PROVIDED TEXT ::
-- -- --
When Zimbabwe gained independence in 1980, the country adopted a new currency that was originally valued at approximately $1.25 US. The country's eventual out-of-control inflation was caused almost entirely by governmental mismanagement.
The path towards hyperinflation began in the early 1990s when President Robert Mugabe initiated a series of land redistribution programs that took land from the country's ethnically European farmers and gave the land to ethnic Zimbabweans. The sudden removal of an entrenched and experienced farmer class severely damaged the country's capacity for food production, dropping supply far below demand and raising prices as a result.
Early in the 21st century, Zimbabwe entered hyperinflation and by 2006 the country printed 21 trillion ZWD to pay off loans from the IMF. Later that year, the country again had to print money, in excess of 60 trillion, in order to pay salaries of soldiers, policemen and other civil servants. In 2007, there were extreme shortages of basic food, fuel, and medical supplies as IMF estimates for monthly inflation increased over 115,000 percent by the end of the year and the Zimbabwe government instituted a 6-month freeze on wages that September.
-- -- --
Records held in a dataset
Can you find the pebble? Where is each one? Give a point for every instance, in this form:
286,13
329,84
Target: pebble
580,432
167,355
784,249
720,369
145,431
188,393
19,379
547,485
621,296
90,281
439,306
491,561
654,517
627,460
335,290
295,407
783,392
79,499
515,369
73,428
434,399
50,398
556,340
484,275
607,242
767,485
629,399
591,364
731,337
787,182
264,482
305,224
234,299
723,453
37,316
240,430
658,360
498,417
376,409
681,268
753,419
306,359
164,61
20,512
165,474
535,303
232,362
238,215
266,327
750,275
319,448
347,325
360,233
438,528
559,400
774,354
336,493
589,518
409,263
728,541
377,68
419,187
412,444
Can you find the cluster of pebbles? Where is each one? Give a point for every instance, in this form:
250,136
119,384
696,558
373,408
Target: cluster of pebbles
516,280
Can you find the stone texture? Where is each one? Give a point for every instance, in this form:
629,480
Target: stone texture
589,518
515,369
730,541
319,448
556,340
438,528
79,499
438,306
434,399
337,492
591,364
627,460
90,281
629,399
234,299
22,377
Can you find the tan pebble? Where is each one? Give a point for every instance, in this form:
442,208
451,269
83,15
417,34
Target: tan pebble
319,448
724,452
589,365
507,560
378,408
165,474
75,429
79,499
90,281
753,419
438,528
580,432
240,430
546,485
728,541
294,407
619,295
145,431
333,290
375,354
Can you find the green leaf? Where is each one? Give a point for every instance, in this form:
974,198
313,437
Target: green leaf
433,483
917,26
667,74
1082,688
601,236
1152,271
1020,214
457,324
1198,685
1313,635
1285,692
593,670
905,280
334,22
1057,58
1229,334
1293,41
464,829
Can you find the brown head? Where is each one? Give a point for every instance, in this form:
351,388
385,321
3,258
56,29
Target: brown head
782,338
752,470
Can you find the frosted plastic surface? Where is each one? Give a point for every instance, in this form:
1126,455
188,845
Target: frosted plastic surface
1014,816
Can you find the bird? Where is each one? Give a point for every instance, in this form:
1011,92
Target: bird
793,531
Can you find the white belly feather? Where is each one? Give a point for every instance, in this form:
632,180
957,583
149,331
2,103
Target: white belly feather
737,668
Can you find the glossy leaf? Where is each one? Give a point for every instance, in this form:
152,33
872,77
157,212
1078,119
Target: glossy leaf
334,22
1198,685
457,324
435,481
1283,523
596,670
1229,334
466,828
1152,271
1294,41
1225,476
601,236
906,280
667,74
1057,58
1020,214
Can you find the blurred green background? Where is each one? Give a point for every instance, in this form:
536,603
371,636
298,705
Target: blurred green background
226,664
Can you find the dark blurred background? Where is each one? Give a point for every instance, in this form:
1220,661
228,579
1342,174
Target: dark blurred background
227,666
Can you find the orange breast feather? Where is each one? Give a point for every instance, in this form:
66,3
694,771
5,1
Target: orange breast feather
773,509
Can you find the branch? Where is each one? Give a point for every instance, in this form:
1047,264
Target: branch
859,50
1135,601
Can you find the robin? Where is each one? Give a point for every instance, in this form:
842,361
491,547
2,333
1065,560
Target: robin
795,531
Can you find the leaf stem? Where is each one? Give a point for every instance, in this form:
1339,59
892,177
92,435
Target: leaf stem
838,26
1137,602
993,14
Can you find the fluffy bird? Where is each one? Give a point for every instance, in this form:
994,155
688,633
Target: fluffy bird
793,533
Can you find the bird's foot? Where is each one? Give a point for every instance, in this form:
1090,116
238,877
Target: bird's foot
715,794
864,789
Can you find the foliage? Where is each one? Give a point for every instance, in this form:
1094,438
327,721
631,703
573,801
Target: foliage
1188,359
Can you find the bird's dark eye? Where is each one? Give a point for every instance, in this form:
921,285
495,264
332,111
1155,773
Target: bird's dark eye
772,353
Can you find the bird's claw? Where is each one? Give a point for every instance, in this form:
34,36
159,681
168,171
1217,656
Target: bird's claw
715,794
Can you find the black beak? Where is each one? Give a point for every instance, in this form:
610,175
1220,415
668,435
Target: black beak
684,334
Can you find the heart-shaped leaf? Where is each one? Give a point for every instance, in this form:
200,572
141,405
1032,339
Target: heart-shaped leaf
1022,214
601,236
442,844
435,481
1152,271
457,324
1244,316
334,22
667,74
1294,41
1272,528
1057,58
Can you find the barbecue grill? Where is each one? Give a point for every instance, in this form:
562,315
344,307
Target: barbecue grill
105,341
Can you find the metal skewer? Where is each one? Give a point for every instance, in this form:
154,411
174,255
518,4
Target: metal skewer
-- -- --
Extract the full passage on Zimbabwe's hyperinflation, reproducing every sentence word for word.

RESPONSE TO THIS EXERCISE ::
When Zimbabwe gained independence in 1980, the country adopted a new currency that was originally valued at approximately $1.25 US. The country's eventual out-of-control inflation was caused almost entirely by governmental mismanagement.
The path towards hyperinflation began in the early 1990s when President Robert Mugabe initiated a series of land redistribution programs that took land from the country's ethnically European farmers and gave the land to ethnic Zimbabweans. The sudden removal of an entrenched and experienced farmer class severely damaged the country's capacity for food production, dropping supply far below demand and raising prices as a result.
Early in the 21st century, Zimbabwe entered hyperinflation and by 2006 the country printed 21 trillion ZWD to pay off loans from the IMF. Later that year, the country again had to print money, in excess of 60 trillion, in order to pay salaries of soldiers, policemen and other civil servants. In 2007, there were extreme shortages of basic food, fuel, and medical supplies as IMF estimates for monthly inflation increased over 115,000 percent by the end of the year and the Zimbabwe government instituted a 6-month freeze on wages that September.